WORK ORDER: The whole listing that follows should be printed again, unchanged.

RECORD EXCERPTS:
>>>>

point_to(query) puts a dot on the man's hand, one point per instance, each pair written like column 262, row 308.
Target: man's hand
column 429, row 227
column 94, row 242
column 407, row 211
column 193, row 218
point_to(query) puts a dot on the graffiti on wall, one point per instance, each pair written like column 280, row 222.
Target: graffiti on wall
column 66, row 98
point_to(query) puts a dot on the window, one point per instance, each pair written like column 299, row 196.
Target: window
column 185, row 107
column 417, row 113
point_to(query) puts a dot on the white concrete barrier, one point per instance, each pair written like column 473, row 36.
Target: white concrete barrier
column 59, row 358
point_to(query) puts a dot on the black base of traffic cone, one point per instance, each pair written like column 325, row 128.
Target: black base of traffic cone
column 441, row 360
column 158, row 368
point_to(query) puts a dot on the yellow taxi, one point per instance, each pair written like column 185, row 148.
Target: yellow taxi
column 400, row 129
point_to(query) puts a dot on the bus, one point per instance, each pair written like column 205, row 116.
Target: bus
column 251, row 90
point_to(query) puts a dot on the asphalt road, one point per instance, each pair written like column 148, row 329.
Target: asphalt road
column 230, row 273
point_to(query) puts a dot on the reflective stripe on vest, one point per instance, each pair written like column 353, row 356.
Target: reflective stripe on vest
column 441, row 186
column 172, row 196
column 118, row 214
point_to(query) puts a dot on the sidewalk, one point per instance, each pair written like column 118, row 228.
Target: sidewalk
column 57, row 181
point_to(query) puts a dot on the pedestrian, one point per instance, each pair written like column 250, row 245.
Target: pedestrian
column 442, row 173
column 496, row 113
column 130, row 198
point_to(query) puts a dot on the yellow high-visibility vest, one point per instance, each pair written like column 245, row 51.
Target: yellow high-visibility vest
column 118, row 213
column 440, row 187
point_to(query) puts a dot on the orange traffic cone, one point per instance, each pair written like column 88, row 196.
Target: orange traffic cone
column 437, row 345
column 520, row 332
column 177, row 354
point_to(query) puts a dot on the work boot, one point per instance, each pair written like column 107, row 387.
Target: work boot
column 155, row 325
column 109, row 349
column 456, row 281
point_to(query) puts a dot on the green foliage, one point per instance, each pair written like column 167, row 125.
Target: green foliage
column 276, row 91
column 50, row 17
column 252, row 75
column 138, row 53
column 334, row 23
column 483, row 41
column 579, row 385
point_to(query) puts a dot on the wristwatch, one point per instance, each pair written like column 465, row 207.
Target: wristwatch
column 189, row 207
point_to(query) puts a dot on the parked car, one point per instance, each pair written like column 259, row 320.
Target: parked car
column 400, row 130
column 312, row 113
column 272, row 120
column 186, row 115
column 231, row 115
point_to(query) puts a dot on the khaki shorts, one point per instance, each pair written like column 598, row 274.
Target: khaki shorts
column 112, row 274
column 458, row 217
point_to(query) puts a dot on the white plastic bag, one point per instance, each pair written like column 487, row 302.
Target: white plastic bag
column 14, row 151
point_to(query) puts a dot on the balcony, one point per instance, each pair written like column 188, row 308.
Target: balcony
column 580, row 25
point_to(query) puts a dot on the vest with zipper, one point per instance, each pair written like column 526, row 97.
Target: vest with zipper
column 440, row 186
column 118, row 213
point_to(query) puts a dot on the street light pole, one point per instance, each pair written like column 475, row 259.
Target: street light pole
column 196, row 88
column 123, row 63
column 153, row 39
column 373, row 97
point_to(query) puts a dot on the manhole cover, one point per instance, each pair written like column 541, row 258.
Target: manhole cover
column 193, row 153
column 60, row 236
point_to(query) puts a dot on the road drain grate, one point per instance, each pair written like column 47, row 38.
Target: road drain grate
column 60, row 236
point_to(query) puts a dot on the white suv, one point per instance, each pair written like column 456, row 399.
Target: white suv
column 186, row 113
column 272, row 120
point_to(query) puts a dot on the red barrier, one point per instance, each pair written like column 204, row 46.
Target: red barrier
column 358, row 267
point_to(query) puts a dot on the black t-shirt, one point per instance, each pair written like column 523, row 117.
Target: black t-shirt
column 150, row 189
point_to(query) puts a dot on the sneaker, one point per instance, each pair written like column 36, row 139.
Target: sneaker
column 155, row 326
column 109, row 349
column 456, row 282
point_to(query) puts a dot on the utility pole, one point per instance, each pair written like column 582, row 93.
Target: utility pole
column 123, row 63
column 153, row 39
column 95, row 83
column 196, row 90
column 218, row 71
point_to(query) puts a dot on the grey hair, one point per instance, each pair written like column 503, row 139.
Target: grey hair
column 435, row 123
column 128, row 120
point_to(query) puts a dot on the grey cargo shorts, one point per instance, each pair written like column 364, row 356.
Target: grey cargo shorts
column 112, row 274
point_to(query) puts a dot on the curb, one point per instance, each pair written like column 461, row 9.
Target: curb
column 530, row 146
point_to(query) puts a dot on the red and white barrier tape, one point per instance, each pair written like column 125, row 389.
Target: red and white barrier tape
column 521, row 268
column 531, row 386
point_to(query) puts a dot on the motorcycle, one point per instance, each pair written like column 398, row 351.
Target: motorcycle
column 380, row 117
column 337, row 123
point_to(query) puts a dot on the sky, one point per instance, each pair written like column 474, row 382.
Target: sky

<<<<

RESULT BELOW:
point_to(query) puts a dot on the man's hand, one point per instance, each pair written like column 262, row 308.
Target: man's hand
column 429, row 227
column 94, row 242
column 407, row 211
column 193, row 218
point_to(query) puts a dot on the graffiti on wall, one point per instance, each pair written like column 280, row 222.
Target: graffiti on wall
column 66, row 98
point_to(query) puts a dot on the window, one point per instance, each pair written like column 299, row 196.
Target: window
column 185, row 107
column 417, row 113
point_to(query) puts a dot on the white concrete barrier, one point per instance, each pair written like column 473, row 36.
Target: white concrete barrier
column 59, row 358
point_to(query) puts a dot on the black base of traffic cone, one point per instance, each pair written like column 325, row 128.
Target: black base of traffic cone
column 441, row 360
column 158, row 368
point_to(query) puts a dot on the yellow taxi, one point per instance, each pair written like column 185, row 148.
Target: yellow taxi
column 400, row 129
point_to(query) puts a dot on the bus, one point per instance, each pair written like column 205, row 116.
Target: bus
column 251, row 90
point_to(query) puts a dot on the asphalt road, one point per instance, each pair written like column 148, row 329.
Target: asphalt road
column 230, row 273
point_to(query) puts a dot on the reflective stripe on vest, one point per instance, each pair written like column 353, row 356.
Target: reflective stripe on vest
column 441, row 186
column 172, row 196
column 118, row 214
point_to(query) puts a dot on the sidewalk, one point per instance, each pair written like column 118, row 228.
Target: sidewalk
column 57, row 181
point_to(query) puts a dot on the pedestrian, one point per instance, each pair written like column 250, row 245.
Target: pedestrian
column 442, row 173
column 496, row 113
column 130, row 198
point_to(query) puts a dot on the yellow high-visibility vest, one point per instance, each pair written like column 245, row 51.
Target: yellow high-visibility vest
column 118, row 213
column 440, row 187
point_to(query) puts a dot on the orange traffic cone, one point per instance, each pair written like column 88, row 196.
Target: orange traffic cone
column 437, row 345
column 520, row 332
column 177, row 354
point_to(query) puts a dot on the work boot, one point per instance, each pair written like column 107, row 387.
Target: work boot
column 155, row 325
column 109, row 349
column 456, row 281
point_to(query) puts a dot on the green foliage, one point per instance, each pair written like column 167, row 125.
Target: green foliage
column 276, row 91
column 50, row 17
column 252, row 75
column 138, row 53
column 334, row 23
column 483, row 41
column 579, row 385
point_to(query) puts a dot on the wristwatch, one point per instance, each pair written like column 465, row 207.
Target: wristwatch
column 189, row 207
point_to(query) puts a dot on the parked car, one point per instance, each pair written like column 259, row 320.
Target: parked car
column 400, row 130
column 312, row 113
column 272, row 120
column 186, row 115
column 231, row 115
point_to(query) puts a dot on the khaki shorts, one point per instance, each pair written like column 598, row 274.
Target: khaki shorts
column 112, row 274
column 458, row 217
point_to(query) puts a dot on the white plastic bag, one point per instance, each pair written like column 487, row 302.
Target: white plastic bag
column 14, row 151
point_to(query) puts a dot on the balcony, one point per instance, each pair written like column 188, row 308.
Target: balcony
column 580, row 25
point_to(query) puts a dot on the vest with zipper, one point per instance, each pair written like column 526, row 97.
Target: vest with zipper
column 440, row 186
column 118, row 213
point_to(query) puts a dot on the street light pole, one point per instance, each pair written like column 475, row 259.
Target: street light pole
column 196, row 88
column 123, row 63
column 153, row 39
column 373, row 97
point_to(query) puts a dot on the manhole cover, one point per instance, each pair written like column 541, row 258.
Target: manhole cover
column 193, row 153
column 60, row 236
point_to(query) puts a dot on the road drain grate, one point per instance, each pair written like column 47, row 38.
Target: road drain grate
column 60, row 236
point_to(query) puts a dot on the white suv, one point per instance, each pair written like column 456, row 399.
Target: white suv
column 186, row 113
column 272, row 120
point_to(query) puts a dot on the red barrier, one point per instance, each pair written like column 204, row 46.
Target: red barrier
column 358, row 267
point_to(query) puts a dot on the black t-shirt, one point per instance, each pair written like column 523, row 117.
Target: black t-shirt
column 150, row 189
point_to(query) puts a dot on the sneaker, one point per instance, each pair written like column 36, row 139.
Target: sneaker
column 155, row 326
column 109, row 349
column 456, row 282
point_to(query) puts a dot on the utility pole, one point per instance, each pair written like column 582, row 93.
Target: utility pole
column 123, row 63
column 153, row 39
column 95, row 83
column 196, row 90
column 218, row 71
point_to(query) puts a dot on the grey hair, one point per instance, each pair written like column 503, row 139.
Target: grey hair
column 435, row 123
column 128, row 120
point_to(query) puts a dot on the grey cargo shorts, one point per instance, each pair written like column 364, row 356.
Target: grey cargo shorts
column 112, row 274
point_to(query) puts a dot on the curb, one point per instance, each pair written like column 461, row 9.
Target: curb
column 530, row 146
point_to(query) puts a dot on the red and white barrier tape, one point per instance, each pair written like column 125, row 389.
Target: red and white barrier tape
column 521, row 268
column 531, row 386
point_to(query) puts a dot on the motorcycle, one point per instance, each pair written like column 398, row 351.
Target: motorcycle
column 380, row 117
column 337, row 123
point_to(query) puts a dot on the sky, one point per instance, each pair written like column 474, row 382.
Target: sky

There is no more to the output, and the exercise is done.